## start

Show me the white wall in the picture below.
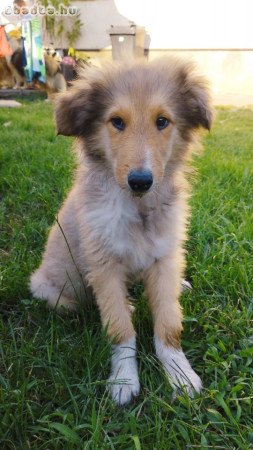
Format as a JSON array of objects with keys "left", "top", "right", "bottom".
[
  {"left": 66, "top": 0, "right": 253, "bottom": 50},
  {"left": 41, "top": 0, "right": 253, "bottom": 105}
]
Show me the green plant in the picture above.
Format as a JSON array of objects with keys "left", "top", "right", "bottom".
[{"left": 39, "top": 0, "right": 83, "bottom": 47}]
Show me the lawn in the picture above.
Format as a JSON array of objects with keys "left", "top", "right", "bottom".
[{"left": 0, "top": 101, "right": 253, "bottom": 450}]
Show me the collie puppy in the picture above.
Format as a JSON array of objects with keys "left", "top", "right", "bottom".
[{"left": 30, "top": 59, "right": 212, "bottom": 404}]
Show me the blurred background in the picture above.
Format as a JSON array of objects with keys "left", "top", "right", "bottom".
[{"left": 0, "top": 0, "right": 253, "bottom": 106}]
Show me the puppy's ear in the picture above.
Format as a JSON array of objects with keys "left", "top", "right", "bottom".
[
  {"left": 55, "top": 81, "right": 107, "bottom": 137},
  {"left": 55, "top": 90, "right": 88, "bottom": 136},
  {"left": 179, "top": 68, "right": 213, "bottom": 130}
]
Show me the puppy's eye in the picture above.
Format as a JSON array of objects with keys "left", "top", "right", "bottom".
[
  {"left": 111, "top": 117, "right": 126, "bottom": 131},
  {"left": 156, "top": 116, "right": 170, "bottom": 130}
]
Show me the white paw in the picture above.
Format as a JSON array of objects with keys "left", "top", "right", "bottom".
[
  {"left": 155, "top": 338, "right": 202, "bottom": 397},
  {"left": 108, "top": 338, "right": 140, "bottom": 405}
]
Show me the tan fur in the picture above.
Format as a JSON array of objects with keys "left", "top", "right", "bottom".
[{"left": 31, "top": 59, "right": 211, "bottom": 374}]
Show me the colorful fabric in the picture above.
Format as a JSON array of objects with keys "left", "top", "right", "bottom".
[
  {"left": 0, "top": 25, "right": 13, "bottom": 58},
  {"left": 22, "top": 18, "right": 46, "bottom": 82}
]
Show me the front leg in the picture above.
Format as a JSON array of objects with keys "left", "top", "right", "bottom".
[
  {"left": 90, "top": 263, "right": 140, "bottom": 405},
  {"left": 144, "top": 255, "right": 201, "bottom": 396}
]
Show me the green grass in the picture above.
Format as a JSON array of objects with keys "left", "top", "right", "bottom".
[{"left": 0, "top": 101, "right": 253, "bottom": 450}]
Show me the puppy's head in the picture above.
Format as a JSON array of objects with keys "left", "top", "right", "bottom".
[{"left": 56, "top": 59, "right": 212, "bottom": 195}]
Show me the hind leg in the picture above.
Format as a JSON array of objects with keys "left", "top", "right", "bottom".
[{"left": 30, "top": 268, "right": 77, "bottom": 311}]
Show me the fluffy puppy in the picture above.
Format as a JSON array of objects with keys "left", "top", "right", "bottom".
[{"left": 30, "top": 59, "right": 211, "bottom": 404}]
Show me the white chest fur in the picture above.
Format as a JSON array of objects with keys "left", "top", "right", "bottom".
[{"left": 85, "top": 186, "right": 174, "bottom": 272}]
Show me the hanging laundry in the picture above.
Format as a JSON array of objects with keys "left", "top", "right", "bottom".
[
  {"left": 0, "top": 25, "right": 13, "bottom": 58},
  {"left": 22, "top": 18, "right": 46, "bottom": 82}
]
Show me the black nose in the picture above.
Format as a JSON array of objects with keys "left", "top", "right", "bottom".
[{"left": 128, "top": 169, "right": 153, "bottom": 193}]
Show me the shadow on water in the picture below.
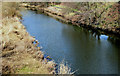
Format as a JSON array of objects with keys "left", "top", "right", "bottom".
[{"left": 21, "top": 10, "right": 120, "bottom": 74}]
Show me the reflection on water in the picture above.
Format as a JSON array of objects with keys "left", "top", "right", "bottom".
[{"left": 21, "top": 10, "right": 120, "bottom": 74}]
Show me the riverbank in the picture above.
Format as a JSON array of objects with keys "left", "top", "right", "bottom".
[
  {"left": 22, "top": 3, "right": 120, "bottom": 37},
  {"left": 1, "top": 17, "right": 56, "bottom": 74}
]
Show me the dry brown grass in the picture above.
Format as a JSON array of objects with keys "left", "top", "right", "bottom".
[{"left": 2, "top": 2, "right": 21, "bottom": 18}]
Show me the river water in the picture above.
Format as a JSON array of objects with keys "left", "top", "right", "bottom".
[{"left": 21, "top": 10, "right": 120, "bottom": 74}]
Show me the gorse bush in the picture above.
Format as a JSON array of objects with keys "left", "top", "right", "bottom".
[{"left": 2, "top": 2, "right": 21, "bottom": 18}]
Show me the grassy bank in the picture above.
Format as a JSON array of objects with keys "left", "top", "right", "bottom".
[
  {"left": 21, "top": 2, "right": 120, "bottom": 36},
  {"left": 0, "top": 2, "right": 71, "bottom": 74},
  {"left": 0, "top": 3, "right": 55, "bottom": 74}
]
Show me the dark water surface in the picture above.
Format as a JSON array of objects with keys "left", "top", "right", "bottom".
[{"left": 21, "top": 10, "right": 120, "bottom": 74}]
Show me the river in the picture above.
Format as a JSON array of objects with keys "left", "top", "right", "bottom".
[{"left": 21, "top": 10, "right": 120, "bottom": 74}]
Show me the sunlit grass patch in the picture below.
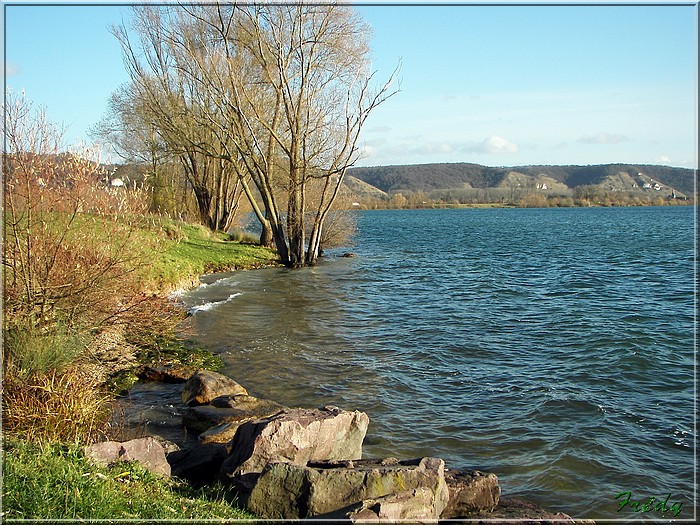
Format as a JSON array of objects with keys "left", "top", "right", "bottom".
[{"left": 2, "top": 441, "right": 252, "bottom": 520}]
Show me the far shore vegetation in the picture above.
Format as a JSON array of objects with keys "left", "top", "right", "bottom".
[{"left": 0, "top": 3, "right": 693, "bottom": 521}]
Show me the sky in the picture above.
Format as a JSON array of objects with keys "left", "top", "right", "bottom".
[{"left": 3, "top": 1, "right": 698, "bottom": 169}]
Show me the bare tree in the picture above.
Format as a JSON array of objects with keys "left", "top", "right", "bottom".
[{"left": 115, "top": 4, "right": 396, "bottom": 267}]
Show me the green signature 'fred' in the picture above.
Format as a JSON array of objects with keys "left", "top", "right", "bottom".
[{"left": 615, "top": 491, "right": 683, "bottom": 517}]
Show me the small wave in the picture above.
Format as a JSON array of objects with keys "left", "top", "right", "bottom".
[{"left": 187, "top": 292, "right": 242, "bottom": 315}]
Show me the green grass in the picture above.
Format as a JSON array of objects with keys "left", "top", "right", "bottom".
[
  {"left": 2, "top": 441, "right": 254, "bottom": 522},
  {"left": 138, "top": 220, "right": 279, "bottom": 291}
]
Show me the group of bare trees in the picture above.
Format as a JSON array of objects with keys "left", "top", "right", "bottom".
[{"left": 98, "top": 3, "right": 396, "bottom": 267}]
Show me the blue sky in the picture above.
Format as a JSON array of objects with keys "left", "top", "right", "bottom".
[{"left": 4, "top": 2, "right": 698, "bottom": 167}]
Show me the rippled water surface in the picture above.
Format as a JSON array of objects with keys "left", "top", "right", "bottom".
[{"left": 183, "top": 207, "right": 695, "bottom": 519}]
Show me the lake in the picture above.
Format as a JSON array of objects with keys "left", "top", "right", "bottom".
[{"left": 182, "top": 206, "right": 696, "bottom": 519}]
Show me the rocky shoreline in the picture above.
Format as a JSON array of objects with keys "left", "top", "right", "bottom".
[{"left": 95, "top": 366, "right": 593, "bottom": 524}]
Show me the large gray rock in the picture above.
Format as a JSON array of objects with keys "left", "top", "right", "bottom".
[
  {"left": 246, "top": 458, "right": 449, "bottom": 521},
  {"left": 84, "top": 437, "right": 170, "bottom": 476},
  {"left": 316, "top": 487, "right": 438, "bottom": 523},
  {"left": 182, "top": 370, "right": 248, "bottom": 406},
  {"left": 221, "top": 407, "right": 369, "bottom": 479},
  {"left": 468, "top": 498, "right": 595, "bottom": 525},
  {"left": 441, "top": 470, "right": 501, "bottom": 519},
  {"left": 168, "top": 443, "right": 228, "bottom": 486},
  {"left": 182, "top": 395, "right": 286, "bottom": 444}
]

## end
## start

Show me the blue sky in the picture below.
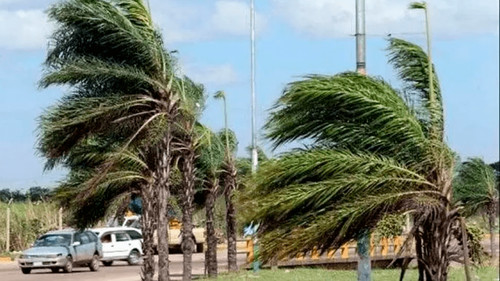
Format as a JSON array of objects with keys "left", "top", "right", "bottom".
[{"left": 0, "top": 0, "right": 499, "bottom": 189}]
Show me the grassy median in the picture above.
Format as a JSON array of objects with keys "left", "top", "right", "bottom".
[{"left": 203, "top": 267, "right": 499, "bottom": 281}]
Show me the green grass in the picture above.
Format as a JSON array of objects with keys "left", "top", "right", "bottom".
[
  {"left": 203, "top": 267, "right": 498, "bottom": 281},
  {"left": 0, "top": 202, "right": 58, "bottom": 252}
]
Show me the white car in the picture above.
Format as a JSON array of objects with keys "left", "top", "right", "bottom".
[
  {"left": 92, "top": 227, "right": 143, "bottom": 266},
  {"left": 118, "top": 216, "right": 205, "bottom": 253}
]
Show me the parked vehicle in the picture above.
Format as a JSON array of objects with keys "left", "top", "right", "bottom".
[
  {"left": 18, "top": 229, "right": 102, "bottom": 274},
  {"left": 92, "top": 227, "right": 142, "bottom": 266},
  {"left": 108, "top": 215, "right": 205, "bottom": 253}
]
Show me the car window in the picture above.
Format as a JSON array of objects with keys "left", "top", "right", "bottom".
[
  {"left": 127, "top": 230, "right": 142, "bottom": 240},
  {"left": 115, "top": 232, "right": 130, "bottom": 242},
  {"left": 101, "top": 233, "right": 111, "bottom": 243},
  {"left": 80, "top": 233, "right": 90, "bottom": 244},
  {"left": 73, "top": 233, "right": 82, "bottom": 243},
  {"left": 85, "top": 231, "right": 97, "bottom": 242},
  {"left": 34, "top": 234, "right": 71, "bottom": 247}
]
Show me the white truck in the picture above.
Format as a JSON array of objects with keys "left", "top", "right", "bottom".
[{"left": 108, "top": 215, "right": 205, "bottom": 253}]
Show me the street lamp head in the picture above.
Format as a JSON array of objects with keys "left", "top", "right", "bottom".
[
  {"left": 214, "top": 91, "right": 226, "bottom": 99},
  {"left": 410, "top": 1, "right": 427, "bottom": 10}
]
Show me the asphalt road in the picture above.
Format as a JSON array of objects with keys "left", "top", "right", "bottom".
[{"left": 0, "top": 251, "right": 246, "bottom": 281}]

## end

**Written problem**
Gather each line of the items above that contains the string "below". Treat uppercase and lowercase letters as different.

**Written solution**
Show me the white wall in the picture below.
Show me the shadow on water in the picture below.
Show me the sunlit grass patch in the picture below.
Show me the blue sky in the picture below.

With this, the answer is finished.